**Page excerpt:**
--------
You can use whichand then tabulate, order, etc.

all <- which(data>5, arr.ind=TRUE)
table(all[,"row"])
all[order(all[,"row"]),]
split(all, all[,"row"])

EDIT: For the rolling mean, you can calculate the rolling mean first and then procede as mentioned above.

sra <- apply(data, 2, rollmean, k=5)
all <- which(sra>5, arr.ind=TRUE)

EDIT2: You can also get the dates, if you use rownames(all).

table(rownames(all))
split(all, rownames(all))

EDIT3: Apparently I missunderstood the question. The problem with the names comes from the apply function. If you use lapply instead, you get the desired rownames. Then you can cbind it with the data to get NA's for the first and last 2 days.

sra <- do.call(cbind, lapply(data, rollmean, k=5))
sra <- cbind(sra, data)[, 1:ncol(sra)]
all <- which(sra>data, arr.ind=TRUE)
all

EDIT4: Note that rollmean has an align-argument. You apparently want to right-align (default is center).

sra <- do.call(cbind, lapply(data, rollmean, k=5, align="right"))
--------
**What you need to do:** Please continue the R answer about rolling means and values above a threshold, starting right after its last line of code.

**Rows:**
--------
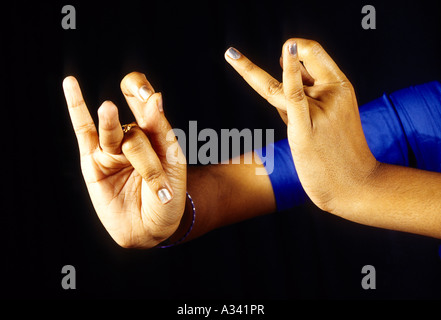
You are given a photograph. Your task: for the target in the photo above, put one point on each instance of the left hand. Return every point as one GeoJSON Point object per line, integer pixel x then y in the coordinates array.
{"type": "Point", "coordinates": [325, 135]}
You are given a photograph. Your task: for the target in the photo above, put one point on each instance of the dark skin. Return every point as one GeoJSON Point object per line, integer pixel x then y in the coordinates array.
{"type": "Point", "coordinates": [127, 175]}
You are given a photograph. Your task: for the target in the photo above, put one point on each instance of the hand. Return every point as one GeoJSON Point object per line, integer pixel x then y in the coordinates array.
{"type": "Point", "coordinates": [327, 142]}
{"type": "Point", "coordinates": [138, 195]}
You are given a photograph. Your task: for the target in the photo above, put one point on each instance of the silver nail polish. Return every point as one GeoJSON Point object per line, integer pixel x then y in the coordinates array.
{"type": "Point", "coordinates": [293, 48]}
{"type": "Point", "coordinates": [144, 92]}
{"type": "Point", "coordinates": [233, 53]}
{"type": "Point", "coordinates": [164, 195]}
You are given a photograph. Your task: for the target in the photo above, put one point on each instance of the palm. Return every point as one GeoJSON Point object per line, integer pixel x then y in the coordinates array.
{"type": "Point", "coordinates": [125, 197]}
{"type": "Point", "coordinates": [116, 192]}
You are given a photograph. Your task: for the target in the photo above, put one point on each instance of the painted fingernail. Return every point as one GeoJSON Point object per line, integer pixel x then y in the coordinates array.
{"type": "Point", "coordinates": [159, 103]}
{"type": "Point", "coordinates": [292, 48]}
{"type": "Point", "coordinates": [164, 195]}
{"type": "Point", "coordinates": [145, 92]}
{"type": "Point", "coordinates": [233, 53]}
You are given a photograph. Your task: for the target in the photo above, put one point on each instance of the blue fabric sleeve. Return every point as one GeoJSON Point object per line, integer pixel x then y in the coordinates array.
{"type": "Point", "coordinates": [403, 128]}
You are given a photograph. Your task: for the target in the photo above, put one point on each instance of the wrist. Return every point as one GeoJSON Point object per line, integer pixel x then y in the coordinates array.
{"type": "Point", "coordinates": [185, 226]}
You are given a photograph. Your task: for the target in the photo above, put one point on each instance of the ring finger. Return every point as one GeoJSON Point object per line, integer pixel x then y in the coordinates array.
{"type": "Point", "coordinates": [109, 127]}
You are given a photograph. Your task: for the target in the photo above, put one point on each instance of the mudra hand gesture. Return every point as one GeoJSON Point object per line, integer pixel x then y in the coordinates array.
{"type": "Point", "coordinates": [138, 195]}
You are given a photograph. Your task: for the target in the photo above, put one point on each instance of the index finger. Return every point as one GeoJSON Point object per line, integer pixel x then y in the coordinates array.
{"type": "Point", "coordinates": [82, 122]}
{"type": "Point", "coordinates": [317, 61]}
{"type": "Point", "coordinates": [261, 81]}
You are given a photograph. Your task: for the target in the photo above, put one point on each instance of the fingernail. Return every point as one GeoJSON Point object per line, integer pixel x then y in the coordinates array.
{"type": "Point", "coordinates": [292, 48]}
{"type": "Point", "coordinates": [144, 92]}
{"type": "Point", "coordinates": [164, 195]}
{"type": "Point", "coordinates": [159, 103]}
{"type": "Point", "coordinates": [233, 53]}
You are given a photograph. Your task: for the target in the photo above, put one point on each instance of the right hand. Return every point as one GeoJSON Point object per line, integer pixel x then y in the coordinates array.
{"type": "Point", "coordinates": [137, 193]}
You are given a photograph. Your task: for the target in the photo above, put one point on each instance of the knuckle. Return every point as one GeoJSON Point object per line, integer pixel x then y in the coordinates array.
{"type": "Point", "coordinates": [296, 95]}
{"type": "Point", "coordinates": [152, 176]}
{"type": "Point", "coordinates": [249, 67]}
{"type": "Point", "coordinates": [84, 128]}
{"type": "Point", "coordinates": [132, 142]}
{"type": "Point", "coordinates": [273, 87]}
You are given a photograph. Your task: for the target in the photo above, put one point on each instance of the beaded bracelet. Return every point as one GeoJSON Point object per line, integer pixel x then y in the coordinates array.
{"type": "Point", "coordinates": [189, 230]}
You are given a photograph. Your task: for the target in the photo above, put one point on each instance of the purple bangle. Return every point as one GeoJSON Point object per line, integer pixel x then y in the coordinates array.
{"type": "Point", "coordinates": [189, 230]}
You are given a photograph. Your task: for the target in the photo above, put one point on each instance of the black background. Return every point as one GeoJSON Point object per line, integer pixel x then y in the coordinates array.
{"type": "Point", "coordinates": [47, 218]}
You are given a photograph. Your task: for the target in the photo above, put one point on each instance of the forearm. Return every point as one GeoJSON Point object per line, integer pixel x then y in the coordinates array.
{"type": "Point", "coordinates": [397, 198]}
{"type": "Point", "coordinates": [224, 194]}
--------
**Output of the exercise:**
sra <- cbind(sra, data)[, 1:ncol(sra)]
all <- which(sra>data, arr.ind=TRUE)
all

EDIT 5: If sra is of class xts, it does not have rownames and the matrix all consequently does not either. You can just use as.matrix(sra) to get rownames again. The final line I added is just in case you want to know the names of the columns instead of the number.

sra <- do.call(cbind, lapply(data, rollmean, k=5, align="right"))
sra <- as.matrix(cbind(sra, data)[, 1:ncol(sra)])
all <- which(sra>data, arr.ind=TRUE)
table(rownames(all))
split(all[,"col"], rownames(all))
lapply(split(all[,"col"], rownames(all)), function(x) colnames(data)[x])

EDIT 6: To look at one particular date, save the final list and specify the date and then extract the date from your list. For instance:

lst <- lapply(split(all[,"col"], rownames(all)), function(x) colnames(data)[x])
dat <- "2013-07-23"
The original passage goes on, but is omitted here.